■ **REQUIRED TASKS**
#1 In the tf.train.batch thread, translate into Spanish the sentence "You must call sess.run(...) again to load a new batch."
#2 From the tf.train.batch thread, set down the stretch from "No. Nothing happens" through "do tf.train.batch(..., allow_smaller_final_batch=True)" word for word.

For instance, after I have created my operations, fed the batch data through the operation and run the operation, does tf.train.batch automatically feed in another batch of
... does tf.train.batch automatically feeds in another batch of data to the session?
No. Nothing happens automatically. You must call sess.run(...)
again to load a new batch.
Does this mean even without a loop, the next batch could be automatically fed?
No. tf.train.batch(..)
will always load batch_size
tensors. If you have for example 100 images and a batch_size=30
then you will have 3*30 batches as in you can call sess.run(batch)
three times before the input queue will start from the beginning (or stop if epoch=1
). This means that you miss out 100-3*30=10
samples from training. In case you do not want to miss them you can do tf.train.batch(..., allow_smaller_final_batch=True)
so now you will have 3x 30-sample-batches and 1x 10-sample-batch before the input queue will restart.
Let me also elaborate with a code sample:
queue = tf.train.string_input_producer(filenames,
num_epochs=1) # only iterate through all samples in dataset once
reader = tf.TFRecordReader() # or any reader you need
_, example = reader.read(queue)
image, label = your_conversion_fn(example)
# batch will now load up to 100 image-label-pairs on sess.run(...)
# most tf ops are tuned to work on batches
# this is faster and also gives better result on e.g. gradient calculation
batch = tf.train.batch([image, label], batch_size=100)
with tf.Session() as sess:
# "boilerplate" code
sess.run([
tf.local_variables_initializer(),
tf.global_variables_initializer(),
])
coord = tf.train.Coordinator()
threads = tf.train.start_queue_runners(sess=sess, coord=coord)
try:
# in most cases coord.should_stop() will return True
# when there are no more samples to read
# if num_epochs=0 then it will run for ever
while not coord.should_stop():
# will start reading, working data from input queue
# and "fetch" the results of the computation graph
# into raw_images and raw_labels
raw_images, raw_labels = sess.run([images, labels])
finally:
coord.request_stop()
coord.join(threads)

■ **RECORDED INFORMATION**
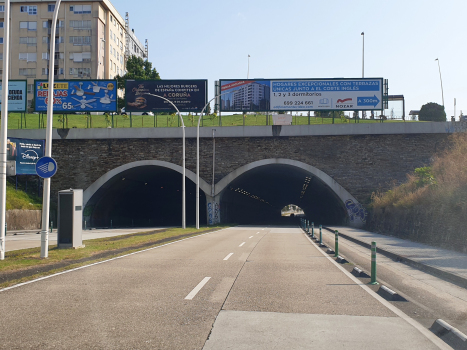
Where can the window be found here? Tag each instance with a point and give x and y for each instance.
(28, 40)
(30, 10)
(78, 9)
(80, 24)
(80, 72)
(27, 71)
(28, 56)
(28, 25)
(80, 40)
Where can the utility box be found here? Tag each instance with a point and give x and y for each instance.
(70, 219)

■ **OUTPUTS**
#1 Debes llamar a sess.run(...) de nuevo para cargar un nuevo lote.

#2
No. Nothing happens automatically. You must call sess.run(...)
again to load a new batch.
Does this mean even without a loop, the next batch could be automatically fed?
No. tf.train.batch(..)
will always load batch_size
tensors. If you have for example 100 images and a batch_size=30
then you will have 3*30 batches as in you can call sess.run(batch)
three times before the input queue will start from the beginning (or stop if epoch=1
). This means that you miss out 100-3*30=10
samples from training. In case you do not want to miss them you can do tf.train.batch(..., allow_smaller_final_batch=True)